= EXERCISE AIM =
Could you transcribe every entry exactly, leaving nothing out?

= DATA FOR THIS TASK =
☆ ☆ ☆ ☆ ☆
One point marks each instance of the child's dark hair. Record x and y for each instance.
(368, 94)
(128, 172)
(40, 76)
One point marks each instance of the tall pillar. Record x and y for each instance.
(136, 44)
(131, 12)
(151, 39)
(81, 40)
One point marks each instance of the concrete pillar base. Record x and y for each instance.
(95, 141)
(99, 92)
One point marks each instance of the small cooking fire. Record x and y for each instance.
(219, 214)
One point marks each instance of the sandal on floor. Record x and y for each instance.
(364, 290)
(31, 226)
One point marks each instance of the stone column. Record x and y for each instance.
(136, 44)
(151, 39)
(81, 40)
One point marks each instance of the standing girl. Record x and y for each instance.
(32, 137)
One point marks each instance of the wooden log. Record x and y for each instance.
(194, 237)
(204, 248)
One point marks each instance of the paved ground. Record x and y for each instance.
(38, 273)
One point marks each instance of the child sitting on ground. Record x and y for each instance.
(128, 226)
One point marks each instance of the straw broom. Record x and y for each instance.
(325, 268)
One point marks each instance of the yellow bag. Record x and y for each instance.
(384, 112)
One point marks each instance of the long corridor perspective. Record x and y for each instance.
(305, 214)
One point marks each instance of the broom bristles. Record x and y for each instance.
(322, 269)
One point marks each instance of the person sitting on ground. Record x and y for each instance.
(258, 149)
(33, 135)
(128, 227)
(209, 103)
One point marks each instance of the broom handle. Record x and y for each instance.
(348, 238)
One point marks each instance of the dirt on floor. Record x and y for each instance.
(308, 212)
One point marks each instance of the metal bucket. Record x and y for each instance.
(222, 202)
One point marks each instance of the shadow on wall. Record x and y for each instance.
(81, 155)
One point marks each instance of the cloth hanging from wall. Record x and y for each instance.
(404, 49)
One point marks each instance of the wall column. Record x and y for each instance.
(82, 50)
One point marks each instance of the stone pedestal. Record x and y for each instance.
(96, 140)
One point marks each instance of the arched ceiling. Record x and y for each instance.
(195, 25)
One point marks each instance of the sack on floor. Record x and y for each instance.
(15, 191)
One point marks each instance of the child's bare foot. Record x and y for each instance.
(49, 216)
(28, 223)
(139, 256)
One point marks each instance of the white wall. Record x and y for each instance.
☆ ☆ ☆ ☆ ☆
= ANSWER SECTION =
One point marks each instance of the child's dark hair. Record x and y for each instance.
(368, 94)
(128, 172)
(40, 76)
One point marks each instance of the tall pillar. Record x and y for each instance.
(136, 44)
(131, 12)
(151, 39)
(81, 40)
One point marks each instance of the concrete pillar base. Record x and y for each instance.
(95, 141)
(99, 92)
One point marks each instance of the small cooking fire. Record x and y for each instance.
(219, 214)
One point marks each instance of the sandal on floor. Record x and y for each instance.
(364, 290)
(31, 226)
One point marks each instance of the stone column. Record x and y for each instance.
(136, 44)
(151, 39)
(81, 40)
One point marks each instance of the standing girl. Record x and y for each instance.
(32, 137)
One point marks each instance of the wooden log. Record x and y for each instance.
(194, 237)
(204, 248)
One point marks each instance of the paved ground. Record x and y for each instance.
(38, 273)
One point marks each instance of the child sitting on ground. Record x and y for each instance.
(128, 226)
One point marks each instance of the straw broom. Record x and y for each instance.
(325, 268)
One point marks each instance of the yellow bag. Record x and y for each instance.
(384, 112)
One point marks each instance of the long corridor perspective. Record x and y for each instance.
(305, 214)
One point marks each instance of the broom bristles. Record x and y for each instance.
(322, 269)
One point marks each instance of the person sitting on ground. Record x and y for each instance.
(258, 149)
(33, 135)
(128, 227)
(209, 103)
One point marks each instance of the broom handle. Record x and y for each instance.
(348, 238)
One point marks each instance of the dirt on floor. Record x and y for each instance.
(308, 212)
One point marks each instance of the metal bucket. Record x and y for each instance.
(222, 202)
One point marks each instance of the shadow on wall. Record x and y for each instance.
(81, 155)
One point marks each instance of the cloth hanging from wall. Record x and y for each instance.
(404, 49)
One point marks each instance of the wall column. Record x and y for each instance.
(82, 50)
One point marks each instance of the stone pedestal. Record x and y for each instance.
(96, 140)
One point marks each instance of the arched ceiling. Record x and y for each instance.
(195, 25)
One point marks each instance of the sack on floor. Record x and y for each instance.
(15, 191)
One point marks each instance of the child's bare foot. Record x and y for each instance.
(49, 216)
(28, 223)
(139, 256)
One point marks each instance of the white wall. Record x and y for each instance.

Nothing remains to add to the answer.